Attorney, Agent or Firm: Graham & James
Parent Case Text
This is a continuation of copending application Ser. No. 07/501,662 filed
on Mar. 29, 1990, now abandoned.
Claims
What is claimed is:
1. A musical tone generator having a parameter transmitting function
comprising:
a plurality of channel registers each capable of storing a parameter which
characterizes a musical tone to be generated;
musical tone generating means for generating musical tones based on said
parameters having a plurality of tone generation channels, each of which
generates said musical tones characterized by the parameter stored in a
corresponding one of the channel registers;
commanding means for outputting a writing command; and
writing means for writing the same parameter into two or more of said
channel registers in response to said writing command, whereby the same
parameter is written into a plurality of channel registers in response to
a single writing command.
2. A musical tone generator according to claim 1 wherein the writing means
can selectively write a parameter into a single channel register, the tone
generator further comprising a designating means for designating a single
write state or a plural write state, wherein said writing means writes
said parameter into a single one of said channel registers in response to
said writing command when said designating means designates said single
write state, said writing means writes the same parameter into two or more
of said channel registers in response to said writing command when said
designating means designates said plural write state.
3. A musical tone generator according to claim 1 further comprising
designating means for designating said two or more channel registers into
which the same parameter is written.
4. A musical tone generator according to claim 1 wherein said plurality of
storage portions are channel registers which store parameters for tone
generation channels respectively, each of which generates a musical tone
characterized by the corresponding parameter.
Description
BACKGROUND OF THE INVENTION
1. Field of the Invention
The present invention relates to a musical tone generator applied to an
electronic musical instrument, or the like and, more particularly, to a
musical tone generator which can simultaneously write parameter data at a
plurality of storage positions of a parameter storage apparatus for
storing various parameters, which characterize a musical tone to be
generated, by only one write command.
2. Prior Art
In a conventional electronic musical instrument, various values are written
in a plurality of registers (parameter storage means) for storing
parameters, and a musical tone is generated in accordance with these
parameters. For example, in an FM sound source of an electronic musical
instrument, parameter values must be written in predetermined registers to
give an f number to a carrier operator and a modulator operator inside a
musical tone forming means.
In this prior art, when a parameter value is written at one predetermined
storage position of the parameter storage means, a write command must be
independently executed.
On the other hand, when parameter values are written in the parameter
storage means, the same parameter value is often written at a plurality of
storage positions although different parameters may sometimes be written.

*To be done*.
• 1. Retype the musical tone generator text from "2. A musical" to "parameter is written.".
• 2. Say whether each statement agrees with the musical tone generator text, and support each yes or no with the deciding words of the text, quoted exactly. (a) The earlier application Ser. No. 07/501,662 is still pending. (b) In the prior art, writing a parameter value at one predetermined storage position requires a write command executed on its own. (c) In the FM sound source example, parameter values give an f number only to the carrier operator.

*Data extract*.

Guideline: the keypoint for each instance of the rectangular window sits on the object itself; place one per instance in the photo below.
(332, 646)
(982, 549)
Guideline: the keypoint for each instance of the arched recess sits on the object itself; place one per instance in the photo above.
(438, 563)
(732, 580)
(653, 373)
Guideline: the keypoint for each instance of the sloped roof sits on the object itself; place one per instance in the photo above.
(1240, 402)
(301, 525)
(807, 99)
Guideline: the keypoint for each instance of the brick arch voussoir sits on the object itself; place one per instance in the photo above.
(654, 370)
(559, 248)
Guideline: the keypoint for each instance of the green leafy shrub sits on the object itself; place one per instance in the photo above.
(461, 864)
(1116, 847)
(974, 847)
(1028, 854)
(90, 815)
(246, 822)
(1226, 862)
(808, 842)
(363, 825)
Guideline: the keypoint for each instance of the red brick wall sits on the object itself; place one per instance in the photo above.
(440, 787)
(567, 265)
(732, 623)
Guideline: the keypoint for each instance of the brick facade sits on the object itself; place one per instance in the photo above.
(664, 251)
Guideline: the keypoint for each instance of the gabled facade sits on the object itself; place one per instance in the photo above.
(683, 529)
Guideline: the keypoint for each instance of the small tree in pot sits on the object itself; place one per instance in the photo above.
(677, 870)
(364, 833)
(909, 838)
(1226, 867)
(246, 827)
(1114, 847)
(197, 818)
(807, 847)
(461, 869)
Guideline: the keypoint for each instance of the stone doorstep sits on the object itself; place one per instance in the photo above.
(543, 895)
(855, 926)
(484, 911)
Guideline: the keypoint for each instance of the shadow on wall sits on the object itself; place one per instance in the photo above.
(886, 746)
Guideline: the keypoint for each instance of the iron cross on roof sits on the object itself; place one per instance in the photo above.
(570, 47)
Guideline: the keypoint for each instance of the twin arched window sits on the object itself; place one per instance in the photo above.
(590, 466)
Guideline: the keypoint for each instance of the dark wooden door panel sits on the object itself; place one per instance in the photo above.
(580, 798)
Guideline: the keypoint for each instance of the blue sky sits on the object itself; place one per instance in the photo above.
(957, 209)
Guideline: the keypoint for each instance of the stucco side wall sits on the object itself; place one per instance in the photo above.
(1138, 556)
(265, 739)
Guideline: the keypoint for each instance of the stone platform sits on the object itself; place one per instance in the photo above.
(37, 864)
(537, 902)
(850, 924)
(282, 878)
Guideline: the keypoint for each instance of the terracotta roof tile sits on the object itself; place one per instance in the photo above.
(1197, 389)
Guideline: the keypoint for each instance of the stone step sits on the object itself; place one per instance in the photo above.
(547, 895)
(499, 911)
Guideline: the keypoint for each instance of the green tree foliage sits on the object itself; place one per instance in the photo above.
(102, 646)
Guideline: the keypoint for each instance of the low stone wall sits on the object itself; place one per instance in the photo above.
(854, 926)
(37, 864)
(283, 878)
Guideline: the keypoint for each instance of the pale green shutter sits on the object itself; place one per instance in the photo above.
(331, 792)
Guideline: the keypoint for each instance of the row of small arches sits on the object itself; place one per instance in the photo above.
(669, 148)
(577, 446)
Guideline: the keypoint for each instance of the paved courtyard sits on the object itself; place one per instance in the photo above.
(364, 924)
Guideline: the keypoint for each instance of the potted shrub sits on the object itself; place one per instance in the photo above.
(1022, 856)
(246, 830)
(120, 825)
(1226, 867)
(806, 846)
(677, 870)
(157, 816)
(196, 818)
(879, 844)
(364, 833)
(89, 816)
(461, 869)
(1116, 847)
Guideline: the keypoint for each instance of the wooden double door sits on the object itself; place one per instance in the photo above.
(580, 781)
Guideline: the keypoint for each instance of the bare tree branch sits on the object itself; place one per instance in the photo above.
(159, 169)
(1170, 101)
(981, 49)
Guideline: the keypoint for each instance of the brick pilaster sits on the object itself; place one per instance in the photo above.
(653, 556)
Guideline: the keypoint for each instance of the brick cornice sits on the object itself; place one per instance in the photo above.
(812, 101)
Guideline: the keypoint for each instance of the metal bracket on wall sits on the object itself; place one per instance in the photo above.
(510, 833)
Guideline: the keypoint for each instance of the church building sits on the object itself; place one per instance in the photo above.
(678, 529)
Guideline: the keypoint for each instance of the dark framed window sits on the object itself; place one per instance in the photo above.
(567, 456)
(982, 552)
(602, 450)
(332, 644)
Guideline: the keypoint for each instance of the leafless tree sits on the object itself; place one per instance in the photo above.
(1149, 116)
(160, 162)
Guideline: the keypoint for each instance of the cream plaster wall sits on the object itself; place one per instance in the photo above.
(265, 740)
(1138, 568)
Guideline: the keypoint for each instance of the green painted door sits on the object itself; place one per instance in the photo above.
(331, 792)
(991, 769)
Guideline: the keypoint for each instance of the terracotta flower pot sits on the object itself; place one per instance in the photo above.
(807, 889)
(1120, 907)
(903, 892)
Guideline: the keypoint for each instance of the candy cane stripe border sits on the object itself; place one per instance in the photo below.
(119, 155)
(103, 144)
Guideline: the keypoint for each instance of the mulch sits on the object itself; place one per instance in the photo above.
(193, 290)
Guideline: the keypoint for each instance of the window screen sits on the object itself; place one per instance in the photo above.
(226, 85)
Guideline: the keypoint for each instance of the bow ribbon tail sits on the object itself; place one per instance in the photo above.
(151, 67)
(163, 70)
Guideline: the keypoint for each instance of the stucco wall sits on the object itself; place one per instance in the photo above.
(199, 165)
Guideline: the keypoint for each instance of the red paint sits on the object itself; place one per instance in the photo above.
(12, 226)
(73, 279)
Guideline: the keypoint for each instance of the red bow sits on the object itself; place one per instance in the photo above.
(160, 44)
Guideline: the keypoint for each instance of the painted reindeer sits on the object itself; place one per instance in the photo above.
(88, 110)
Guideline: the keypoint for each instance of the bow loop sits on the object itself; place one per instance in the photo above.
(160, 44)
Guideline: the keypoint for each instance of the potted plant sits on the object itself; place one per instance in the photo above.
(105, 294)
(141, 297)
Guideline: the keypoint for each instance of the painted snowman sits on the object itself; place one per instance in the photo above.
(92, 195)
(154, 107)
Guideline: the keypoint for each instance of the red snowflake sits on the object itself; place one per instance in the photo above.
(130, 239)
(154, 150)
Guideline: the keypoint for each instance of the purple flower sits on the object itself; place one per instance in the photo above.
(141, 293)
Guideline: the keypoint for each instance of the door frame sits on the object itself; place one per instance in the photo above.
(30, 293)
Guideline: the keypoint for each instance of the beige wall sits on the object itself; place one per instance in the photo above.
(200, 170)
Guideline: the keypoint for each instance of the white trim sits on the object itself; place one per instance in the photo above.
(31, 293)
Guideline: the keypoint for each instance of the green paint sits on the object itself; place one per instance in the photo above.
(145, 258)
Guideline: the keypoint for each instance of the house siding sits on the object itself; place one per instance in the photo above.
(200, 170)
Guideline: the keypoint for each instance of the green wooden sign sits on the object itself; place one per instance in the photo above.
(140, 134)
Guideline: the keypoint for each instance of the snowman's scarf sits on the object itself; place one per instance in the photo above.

*Answers below*.
• 1.
2. A musical tone generator according to claim 1 wherein the writing means
can selectively write a parameter into a single channel register, the tone
generator further comprising a designating means for designating a single
write state or a plural write state, wherein said writing means writes
said parameter into a single one of said channel registers in response to
said writing command when said designating means designates said single
write state, said writing means writes the same parameter into two or more
of said channel registers in response to said writing command when said
designating means designates said plural write state.
3. A musical tone generator according to claim 1 further comprising
designating means for designating said two or more channel registers into
which the same parameter is written.

• 2.
(a) No: "now abandoned."
(b) Yes: "a write command must be independently executed."
(c) No: "give an f number to a carrier operator and a modulator operator"